**AANGELEVERDE TEKST**
◇ ◇ ◇ ◇ ◇

Tot Eddy's lectuur behoorde nog steeds Oscar Wilde, die hem het model had verschaft voor zijn laconieke optreden op school, maar toen hij

[p. 173]

ergens iets las over Wilde's veroordeling in 1895 wegens homoseksualiteit, toonde hij zich heel conventioneel geschokt: hij ‘walgde’ van Wilde, vond hem ‘zo eindeloos beklagenswaardig’ en voelde ‘bovenal het afgrijselike [...] van zijn schande. Ik wist alleen waarom hij veroordeeld was; ik kon mij geen enkel detail verschaffen betreffende zijn proces, alles was vaag en weerzinwekkend en ik had alleen zijn talent om mij tot hem terug te brengen.’607 Deze overwegingen moet hij hebben gehad rond 1917, de tijd ook dat hij de poëzie van Jacques Perk leerde kennen, wiens Mathilde-cyclus beter aansloot bij zijn romantische verlangen naar een schone geliefde. Voordat hij Perk las, had hij Bilderdijk, Beets en Da Costa doorgeploegd, die hij in Tjitjalengka in grote pakken bij Chinese uitdragers had gevonden. Chronologisch sloot zijn kennismaking met Perk dus aan bij de literaire geschiedenis, waardoor hij altijd met veel sympathie aan hem is blijven terugdenken. Na de retoriek van zijn voorgangers maakte de heraut van de Tachtigers een frisse en pittige indruk, al was Kloos een groter dichter.608

Onder invloed van de Tachtigers schreef Eddy in Tjitjalengka een rondeel, waarin hij het beeld opriep van een meisje ‘blond gelijk het koren, / gelijk het rijpend graan’, maar het meisje bleek niet voor hem bestemd, want ze is ‘voor immer heengegaan’. Al blijft in dit gedicht de melancholie overheersen, de versificatie is vooruitgegaan. Het vers is opgedragen aan ene ‘Suze’, een onbekende blondine.609 Na dit rondeel zwijgt de dichter twee jaar lang, of wellicht zijn de bellen die zijn verbeelding blies alle uiteengespat zonder een spoor na te laten.

◇ ◇ ◇ ◇ ◇

**MATERIAAL**
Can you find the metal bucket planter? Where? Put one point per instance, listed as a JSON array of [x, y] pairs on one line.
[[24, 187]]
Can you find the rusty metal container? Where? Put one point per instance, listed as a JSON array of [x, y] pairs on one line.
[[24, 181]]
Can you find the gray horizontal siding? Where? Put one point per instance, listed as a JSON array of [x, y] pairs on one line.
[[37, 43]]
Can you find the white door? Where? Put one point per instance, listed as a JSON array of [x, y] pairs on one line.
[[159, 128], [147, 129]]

◇ ◇ ◇ ◇ ◇

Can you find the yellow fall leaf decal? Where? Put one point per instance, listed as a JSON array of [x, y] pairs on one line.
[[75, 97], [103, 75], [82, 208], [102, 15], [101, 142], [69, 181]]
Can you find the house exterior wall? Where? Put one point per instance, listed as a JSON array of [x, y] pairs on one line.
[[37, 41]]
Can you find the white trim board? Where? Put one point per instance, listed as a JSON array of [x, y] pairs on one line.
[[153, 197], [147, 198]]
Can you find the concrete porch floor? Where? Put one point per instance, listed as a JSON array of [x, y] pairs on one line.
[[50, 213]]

◇ ◇ ◇ ◇ ◇

**DOELEN**
1. Waar had Eddy volgens de aangeleverde tekst de werken van Bilderdijk, Beets en Da Costa gevonden?
2. Neem uit de aangeleverde tekst letterlijk het stuk over van "Onder invloed van" tot en met "na te laten.".

**RESULTATEN PER OPDRACHT**
1. In Tjitjalengka, in grote pakken bij Chinese uitdragers.

2.
Onder invloed van de Tachtigers schreef Eddy in Tjitjalengka een rondeel, waarin hij het beeld opriep van een meisje ‘blond gelijk het koren, / gelijk het rijpend graan’, maar het meisje bleek niet voor hem bestemd, want ze is ‘voor immer heengegaan’. Al blijft in dit gedicht de melancholie overheersen, de versificatie is vooruitgegaan. Het vers is opgedragen aan ene ‘Suze’, een onbekende blondine.609 Na dit rondeel zwijgt de dichter twee jaar lang, of wellicht zijn de bellen die zijn verbeelding blies alle uiteengespat zonder een spoor na te laten.